Pull out every line of the listing below that contains the word "green".

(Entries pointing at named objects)
** Start **

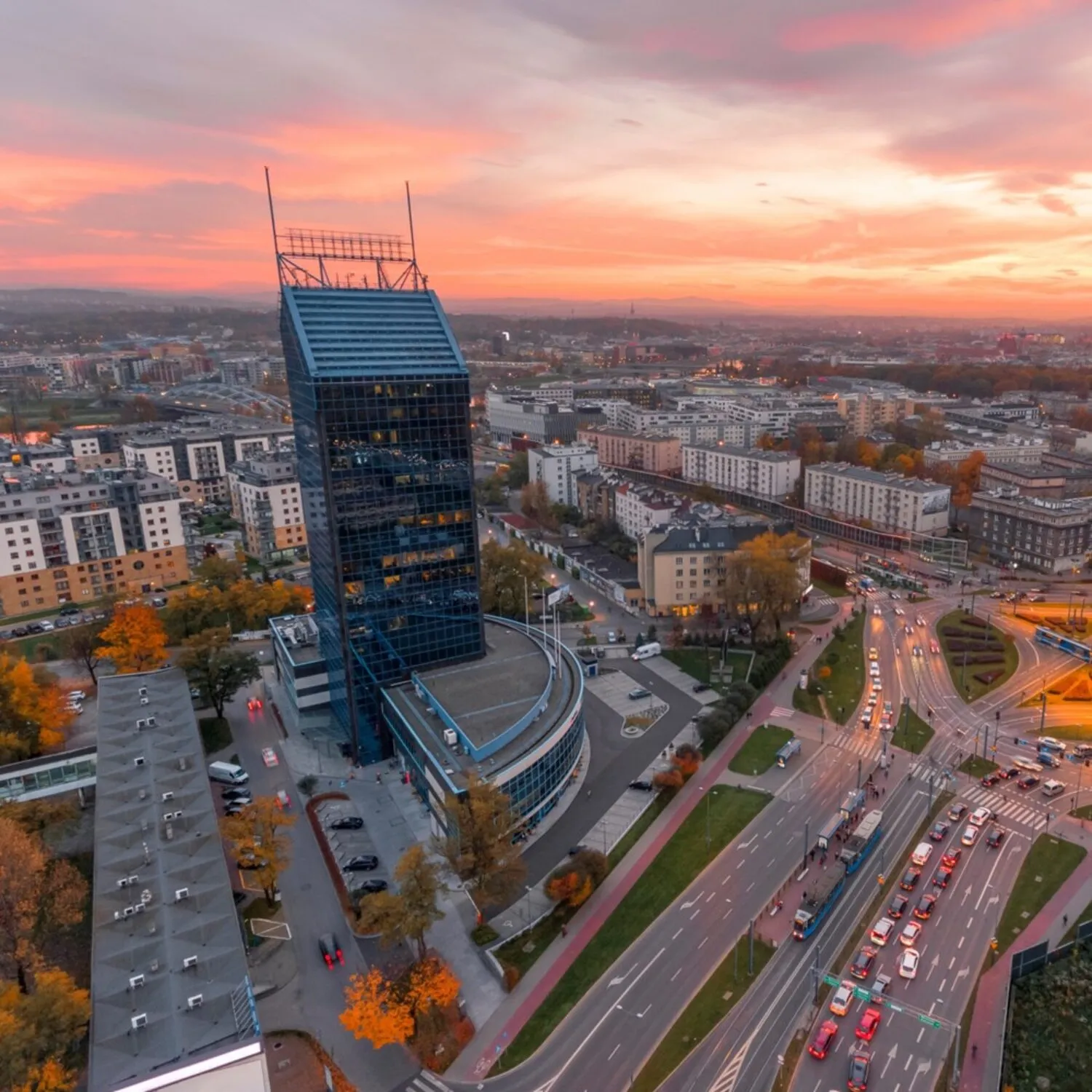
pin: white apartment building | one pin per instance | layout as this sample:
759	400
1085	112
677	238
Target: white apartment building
886	502
759	473
555	467
640	508
1000	449
157	459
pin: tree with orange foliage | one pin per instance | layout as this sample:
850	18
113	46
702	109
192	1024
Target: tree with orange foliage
375	1011
135	640
33	712
39	897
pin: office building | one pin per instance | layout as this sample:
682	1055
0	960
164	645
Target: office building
266	500
380	397
556	465
683	566
654	454
755	472
1046	534
885	502
172	1000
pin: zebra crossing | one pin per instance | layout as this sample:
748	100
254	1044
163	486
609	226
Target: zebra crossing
426	1083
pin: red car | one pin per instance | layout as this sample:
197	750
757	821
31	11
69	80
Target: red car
869	1026
823	1041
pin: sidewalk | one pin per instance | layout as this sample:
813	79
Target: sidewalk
987	1021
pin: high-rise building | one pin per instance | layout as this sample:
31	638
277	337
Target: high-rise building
380	399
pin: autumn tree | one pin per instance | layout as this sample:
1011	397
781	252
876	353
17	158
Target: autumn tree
39	1033
375	1010
574	882
33	712
478	847
83	644
198	607
408	914
135	640
258	834
39	895
215	668
510	576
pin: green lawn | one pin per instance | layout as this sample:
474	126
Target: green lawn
806	703
760	751
911	733
724	987
978	767
727	812
701	663
965	681
215	734
842	688
1048	864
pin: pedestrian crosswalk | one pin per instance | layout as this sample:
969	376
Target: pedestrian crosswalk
426	1083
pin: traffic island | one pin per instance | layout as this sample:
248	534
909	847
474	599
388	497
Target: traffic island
681	860
980	657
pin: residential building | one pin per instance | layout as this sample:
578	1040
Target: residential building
380	397
753	471
529	419
886	502
556	465
654	454
266	500
1046	534
683	566
172	1004
1000	449
640	508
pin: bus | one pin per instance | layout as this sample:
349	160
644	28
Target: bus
862	842
817	902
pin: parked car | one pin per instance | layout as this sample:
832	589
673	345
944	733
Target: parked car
362	863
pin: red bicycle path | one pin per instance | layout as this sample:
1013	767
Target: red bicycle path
606	900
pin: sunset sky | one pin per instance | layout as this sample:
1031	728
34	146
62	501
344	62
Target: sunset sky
887	157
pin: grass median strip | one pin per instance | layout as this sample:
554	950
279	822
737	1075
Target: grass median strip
723	989
758	753
725	814
1048	864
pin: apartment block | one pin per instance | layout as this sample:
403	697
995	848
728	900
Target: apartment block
759	473
1046	534
556	467
886	502
683	567
266	500
654	452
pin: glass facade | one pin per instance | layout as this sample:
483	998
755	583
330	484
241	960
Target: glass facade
380	399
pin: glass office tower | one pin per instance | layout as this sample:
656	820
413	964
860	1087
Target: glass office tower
380	397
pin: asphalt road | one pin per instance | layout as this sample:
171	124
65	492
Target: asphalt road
314	998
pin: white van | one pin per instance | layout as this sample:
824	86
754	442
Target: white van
229	773
922	854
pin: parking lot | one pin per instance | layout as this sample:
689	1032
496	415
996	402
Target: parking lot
351	844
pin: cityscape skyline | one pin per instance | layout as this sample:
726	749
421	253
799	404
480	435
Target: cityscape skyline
900	157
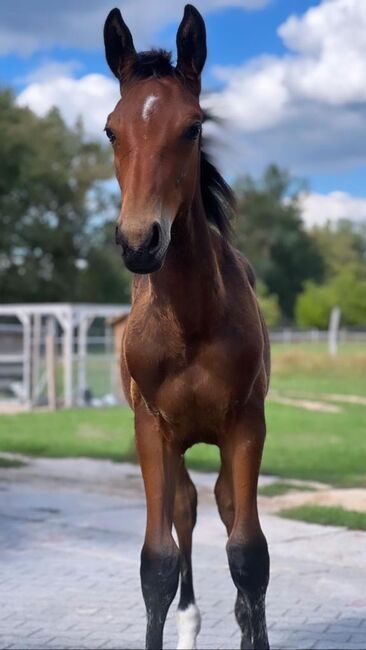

** End **

# EXERCISE ANSWER
pin: green lawn | one pin per instance | layout as this sample:
Target: green lawn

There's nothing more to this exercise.